Your instructions ::
Repeat the data below exactly. Include each line.
= Beginning of Section =
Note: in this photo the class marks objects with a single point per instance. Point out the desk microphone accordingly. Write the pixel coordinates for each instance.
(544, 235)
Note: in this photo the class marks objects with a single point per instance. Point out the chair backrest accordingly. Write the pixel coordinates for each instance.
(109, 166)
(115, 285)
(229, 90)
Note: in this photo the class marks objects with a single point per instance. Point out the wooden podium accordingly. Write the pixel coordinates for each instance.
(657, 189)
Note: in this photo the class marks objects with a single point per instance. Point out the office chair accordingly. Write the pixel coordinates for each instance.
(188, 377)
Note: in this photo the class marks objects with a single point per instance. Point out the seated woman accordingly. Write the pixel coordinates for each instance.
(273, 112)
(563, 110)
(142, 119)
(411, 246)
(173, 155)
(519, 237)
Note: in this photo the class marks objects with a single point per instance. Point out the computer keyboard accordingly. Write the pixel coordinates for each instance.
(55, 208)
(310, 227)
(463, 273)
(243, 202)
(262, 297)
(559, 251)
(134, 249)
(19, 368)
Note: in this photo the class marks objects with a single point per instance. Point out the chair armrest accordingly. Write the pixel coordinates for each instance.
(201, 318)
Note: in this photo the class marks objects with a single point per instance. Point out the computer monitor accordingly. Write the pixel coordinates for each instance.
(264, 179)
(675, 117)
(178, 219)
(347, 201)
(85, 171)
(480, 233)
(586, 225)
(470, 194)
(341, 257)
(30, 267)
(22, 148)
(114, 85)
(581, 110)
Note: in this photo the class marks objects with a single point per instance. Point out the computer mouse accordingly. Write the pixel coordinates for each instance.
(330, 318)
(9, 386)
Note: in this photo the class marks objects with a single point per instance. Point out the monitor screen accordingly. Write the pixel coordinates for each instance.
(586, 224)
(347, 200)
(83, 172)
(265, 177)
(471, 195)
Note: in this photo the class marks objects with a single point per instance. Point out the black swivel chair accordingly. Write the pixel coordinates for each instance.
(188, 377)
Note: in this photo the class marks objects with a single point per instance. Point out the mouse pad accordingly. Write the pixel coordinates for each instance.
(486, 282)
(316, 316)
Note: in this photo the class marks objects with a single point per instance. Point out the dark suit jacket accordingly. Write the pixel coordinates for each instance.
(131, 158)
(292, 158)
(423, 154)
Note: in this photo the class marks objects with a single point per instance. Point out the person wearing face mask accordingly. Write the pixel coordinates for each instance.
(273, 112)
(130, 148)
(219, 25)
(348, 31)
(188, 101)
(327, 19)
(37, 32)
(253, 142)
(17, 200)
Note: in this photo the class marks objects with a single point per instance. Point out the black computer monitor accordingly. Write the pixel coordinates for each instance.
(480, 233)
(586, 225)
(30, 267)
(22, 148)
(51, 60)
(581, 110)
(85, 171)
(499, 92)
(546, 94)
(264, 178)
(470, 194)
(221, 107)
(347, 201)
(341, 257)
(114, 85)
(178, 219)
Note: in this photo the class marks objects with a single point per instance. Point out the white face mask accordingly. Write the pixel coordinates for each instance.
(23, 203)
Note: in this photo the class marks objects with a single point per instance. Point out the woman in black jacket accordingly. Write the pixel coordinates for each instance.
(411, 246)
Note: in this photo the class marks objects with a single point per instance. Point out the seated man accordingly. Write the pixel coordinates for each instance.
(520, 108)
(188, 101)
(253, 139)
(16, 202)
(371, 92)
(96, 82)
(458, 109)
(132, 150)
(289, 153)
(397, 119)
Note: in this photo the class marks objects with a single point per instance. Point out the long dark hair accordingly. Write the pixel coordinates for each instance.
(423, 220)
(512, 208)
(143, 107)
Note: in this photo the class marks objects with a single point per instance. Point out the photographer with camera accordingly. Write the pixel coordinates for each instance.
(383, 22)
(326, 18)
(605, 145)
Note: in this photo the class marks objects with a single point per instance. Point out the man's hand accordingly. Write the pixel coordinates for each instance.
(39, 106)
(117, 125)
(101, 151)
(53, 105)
= End of Section =
Task result ::
Note: in this photo the class marks objects with a single point per instance. Point out the desk microphone accordingly. Write the pixel coordinates for each instance.
(544, 235)
Note: in this photo the class marks objects with a single point per instance. Point out the chair backrest accordingly. Write the pixel coordinates for each instance.
(109, 166)
(115, 285)
(229, 90)
Note: in this photo the class marks objects with a single point per instance. Point out the wooden podium accordingly. Write the pixel coordinates for each instance.
(657, 189)
Note: in this photo the class marks objects with a single point per instance. Point out the office chair accordingly. Write the pixel coordinates for each instance.
(188, 377)
Note: in this photo the class marks objects with a single point per instance. Point out the seated woman accordingly. Write the pixel coordinates for each instance.
(273, 112)
(563, 110)
(142, 119)
(411, 246)
(173, 155)
(519, 237)
Note: in this photo the class marks objects with a single point per instance. Point out the computer keyboard accordingly. Write the pixel coordinates for each instance.
(55, 208)
(310, 227)
(463, 273)
(243, 202)
(262, 297)
(559, 251)
(134, 249)
(19, 368)
Note: in this photo the class marks objects with a single point per instance. Point out the chair armrest accordingly. Write the pixel coordinates for each instance.
(201, 318)
Note: in this photo the class marks objects with a single point per instance. Point out the computer monitor accordingly. Write the pixel coordinates for each instance.
(264, 179)
(675, 117)
(178, 219)
(347, 201)
(85, 171)
(480, 233)
(586, 225)
(470, 194)
(341, 257)
(30, 267)
(22, 148)
(114, 85)
(581, 110)
Note: in this photo the class marks objects with a single point per instance. Point out the computer mouse accordingly. Write the pixel coordinates for each instance.
(330, 318)
(9, 386)
Note: in this photo the class marks objects with a single point per instance. Point out the monitor screen accordingly. Write the pixel coordinates for each instance.
(586, 224)
(347, 200)
(83, 172)
(265, 177)
(471, 195)
Note: in this photo the class marks objects with a single point per instance. Point out the black swivel chair accordingly. Write the pixel coordinates for each instance.
(188, 377)
Note: in this photo the class marks objects with a single point per instance. Point out the mouse pad accordingly. Write the pixel coordinates for each instance.
(486, 282)
(316, 316)
Note: in this photo the class marks objects with a single point per instance. Point out the dark suit jacket accordingly. Write the pixel coordinates for each instance.
(131, 158)
(292, 158)
(423, 154)
Note: in this photo the class marks objects with a single point per instance. Point out the person wearing face mask accordingly. Write the pixel coordinates for each instance.
(273, 112)
(130, 148)
(219, 25)
(348, 31)
(188, 101)
(327, 19)
(37, 32)
(253, 142)
(17, 200)
Note: in this photo the class marks objects with a single point per instance. Point out the black computer monitor accordingly. Write the pixel coordinates for each instance.
(480, 233)
(586, 225)
(30, 267)
(22, 148)
(51, 60)
(581, 110)
(85, 171)
(499, 92)
(546, 94)
(264, 178)
(470, 194)
(221, 107)
(347, 201)
(341, 257)
(114, 85)
(178, 219)
Note: in this photo the class marks objects with a single point per instance. Point out the white face mask accordingly. Write the pixel coordinates for each instance.
(23, 203)
Note: in this photo the class marks objects with a single point per instance. Point out the woman in black jacket accordingly. Write the pixel coordinates for each instance.
(411, 246)
Note: in this photo the class marks objects with a single point per instance. Point out the seated man accordingly. Write the pixel coordinates for each instance.
(520, 108)
(188, 101)
(253, 139)
(16, 202)
(371, 92)
(96, 82)
(458, 109)
(132, 150)
(289, 153)
(397, 119)
Note: in this photo the class marks objects with a single point per instance. Point out the long dark hair accordingly. Write the pixel coordinates for each instance.
(423, 220)
(512, 208)
(143, 107)
Note: in this photo the class marks objects with a single point per instance. Point out the photographer with camera accordingly. Write the pixel coordinates for each instance.
(383, 22)
(326, 18)
(605, 145)
Note: in this photo the class marks objects with a single point per instance. Point out the man's hand accordingly. Write the pixel coordinates for each instance.
(39, 106)
(117, 125)
(101, 151)
(53, 105)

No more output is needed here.